### Assignment
Search the records below for "Task: in the photo above, where can the reflection". Return that line and all remaining lines exactly.

*** Begin section ***

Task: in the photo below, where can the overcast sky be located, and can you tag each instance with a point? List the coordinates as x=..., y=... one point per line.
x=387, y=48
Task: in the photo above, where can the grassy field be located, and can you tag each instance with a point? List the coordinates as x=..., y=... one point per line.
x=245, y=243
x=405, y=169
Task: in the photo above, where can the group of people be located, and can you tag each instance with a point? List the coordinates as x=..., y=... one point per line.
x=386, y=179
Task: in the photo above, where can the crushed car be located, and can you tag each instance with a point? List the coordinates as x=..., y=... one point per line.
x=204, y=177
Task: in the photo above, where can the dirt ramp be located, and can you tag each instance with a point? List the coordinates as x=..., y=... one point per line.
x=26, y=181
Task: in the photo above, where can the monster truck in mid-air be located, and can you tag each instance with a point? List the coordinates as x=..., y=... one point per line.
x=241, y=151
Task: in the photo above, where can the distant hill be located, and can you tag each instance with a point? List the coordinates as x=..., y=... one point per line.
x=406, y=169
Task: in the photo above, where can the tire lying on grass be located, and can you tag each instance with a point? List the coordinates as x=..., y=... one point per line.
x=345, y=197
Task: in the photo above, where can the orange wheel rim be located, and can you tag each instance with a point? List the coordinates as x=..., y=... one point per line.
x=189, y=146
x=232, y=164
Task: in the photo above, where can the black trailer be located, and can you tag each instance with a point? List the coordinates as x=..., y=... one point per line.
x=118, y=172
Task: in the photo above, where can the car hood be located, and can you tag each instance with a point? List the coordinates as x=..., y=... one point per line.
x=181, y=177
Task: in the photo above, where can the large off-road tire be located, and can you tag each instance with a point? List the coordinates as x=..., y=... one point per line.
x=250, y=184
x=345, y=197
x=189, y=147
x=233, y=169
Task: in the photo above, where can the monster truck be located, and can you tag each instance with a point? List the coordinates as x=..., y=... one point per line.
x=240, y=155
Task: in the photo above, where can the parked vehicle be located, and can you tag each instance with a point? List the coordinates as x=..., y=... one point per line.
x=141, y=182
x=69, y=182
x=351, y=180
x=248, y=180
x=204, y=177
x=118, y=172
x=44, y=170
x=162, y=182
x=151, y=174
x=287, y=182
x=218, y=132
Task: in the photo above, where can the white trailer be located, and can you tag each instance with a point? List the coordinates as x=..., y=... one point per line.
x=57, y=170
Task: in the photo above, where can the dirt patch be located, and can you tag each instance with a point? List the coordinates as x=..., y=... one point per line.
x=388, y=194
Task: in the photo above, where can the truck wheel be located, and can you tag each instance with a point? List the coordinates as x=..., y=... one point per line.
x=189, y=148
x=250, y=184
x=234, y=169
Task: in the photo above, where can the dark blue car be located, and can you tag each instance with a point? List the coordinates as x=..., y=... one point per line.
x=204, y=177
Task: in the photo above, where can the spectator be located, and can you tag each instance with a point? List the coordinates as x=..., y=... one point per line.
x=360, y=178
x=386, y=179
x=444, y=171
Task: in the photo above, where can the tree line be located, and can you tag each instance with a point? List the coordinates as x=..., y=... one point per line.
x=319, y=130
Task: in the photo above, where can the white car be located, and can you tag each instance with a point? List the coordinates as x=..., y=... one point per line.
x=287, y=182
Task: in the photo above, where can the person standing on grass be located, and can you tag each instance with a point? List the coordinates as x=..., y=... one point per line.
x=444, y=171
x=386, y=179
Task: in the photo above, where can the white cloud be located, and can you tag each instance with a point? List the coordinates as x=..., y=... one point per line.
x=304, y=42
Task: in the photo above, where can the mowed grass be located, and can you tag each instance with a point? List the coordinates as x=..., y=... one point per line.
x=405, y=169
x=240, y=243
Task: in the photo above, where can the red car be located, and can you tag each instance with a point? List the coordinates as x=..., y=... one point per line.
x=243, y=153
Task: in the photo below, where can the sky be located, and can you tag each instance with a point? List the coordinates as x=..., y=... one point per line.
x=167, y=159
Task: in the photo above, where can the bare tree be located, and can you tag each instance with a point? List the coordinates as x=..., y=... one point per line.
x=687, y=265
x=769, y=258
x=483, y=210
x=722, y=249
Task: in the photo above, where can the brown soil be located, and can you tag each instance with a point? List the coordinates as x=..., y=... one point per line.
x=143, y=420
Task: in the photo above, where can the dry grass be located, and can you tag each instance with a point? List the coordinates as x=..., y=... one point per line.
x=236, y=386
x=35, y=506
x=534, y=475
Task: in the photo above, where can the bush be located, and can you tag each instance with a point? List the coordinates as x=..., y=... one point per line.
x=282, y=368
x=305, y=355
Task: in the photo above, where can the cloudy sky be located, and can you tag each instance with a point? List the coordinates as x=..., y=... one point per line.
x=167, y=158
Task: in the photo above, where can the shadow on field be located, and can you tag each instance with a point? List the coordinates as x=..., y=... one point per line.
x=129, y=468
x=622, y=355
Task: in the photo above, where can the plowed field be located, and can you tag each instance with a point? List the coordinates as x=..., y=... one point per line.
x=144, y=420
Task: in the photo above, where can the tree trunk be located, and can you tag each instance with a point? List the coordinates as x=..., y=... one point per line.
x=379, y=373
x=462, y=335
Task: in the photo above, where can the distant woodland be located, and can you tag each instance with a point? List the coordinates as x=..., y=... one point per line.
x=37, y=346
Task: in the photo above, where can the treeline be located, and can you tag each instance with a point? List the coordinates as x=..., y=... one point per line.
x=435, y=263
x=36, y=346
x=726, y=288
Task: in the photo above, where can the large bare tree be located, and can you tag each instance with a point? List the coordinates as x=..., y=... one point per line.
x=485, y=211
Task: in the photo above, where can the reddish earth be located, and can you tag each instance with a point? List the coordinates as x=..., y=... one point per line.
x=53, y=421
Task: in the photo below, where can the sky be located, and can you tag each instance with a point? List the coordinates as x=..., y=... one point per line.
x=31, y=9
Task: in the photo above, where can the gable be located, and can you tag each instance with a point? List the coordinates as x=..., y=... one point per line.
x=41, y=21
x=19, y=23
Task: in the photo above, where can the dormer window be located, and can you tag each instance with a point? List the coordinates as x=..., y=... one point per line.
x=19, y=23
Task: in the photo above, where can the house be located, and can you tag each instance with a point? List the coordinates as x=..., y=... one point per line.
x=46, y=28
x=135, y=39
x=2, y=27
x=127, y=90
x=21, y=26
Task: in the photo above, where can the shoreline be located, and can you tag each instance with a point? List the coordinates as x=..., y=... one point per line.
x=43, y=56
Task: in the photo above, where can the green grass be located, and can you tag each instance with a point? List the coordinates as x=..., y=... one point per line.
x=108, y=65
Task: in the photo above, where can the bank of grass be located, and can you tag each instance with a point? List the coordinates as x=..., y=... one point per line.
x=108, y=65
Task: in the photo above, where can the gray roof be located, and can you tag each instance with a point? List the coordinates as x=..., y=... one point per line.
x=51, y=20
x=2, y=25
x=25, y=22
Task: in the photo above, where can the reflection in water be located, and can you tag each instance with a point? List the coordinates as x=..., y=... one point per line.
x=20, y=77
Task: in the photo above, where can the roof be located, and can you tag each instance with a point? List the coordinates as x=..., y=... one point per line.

*** End section ***

### Exercise result
Task: in the photo above, where can the reflection in water be located, and can you tag each instance with a point? List the coordinates as x=..., y=... one point per line.
x=20, y=77
Task: in the photo above, where can the roof be located, and can you tag each instance with a point? List the coordinates as x=..., y=... one point per line.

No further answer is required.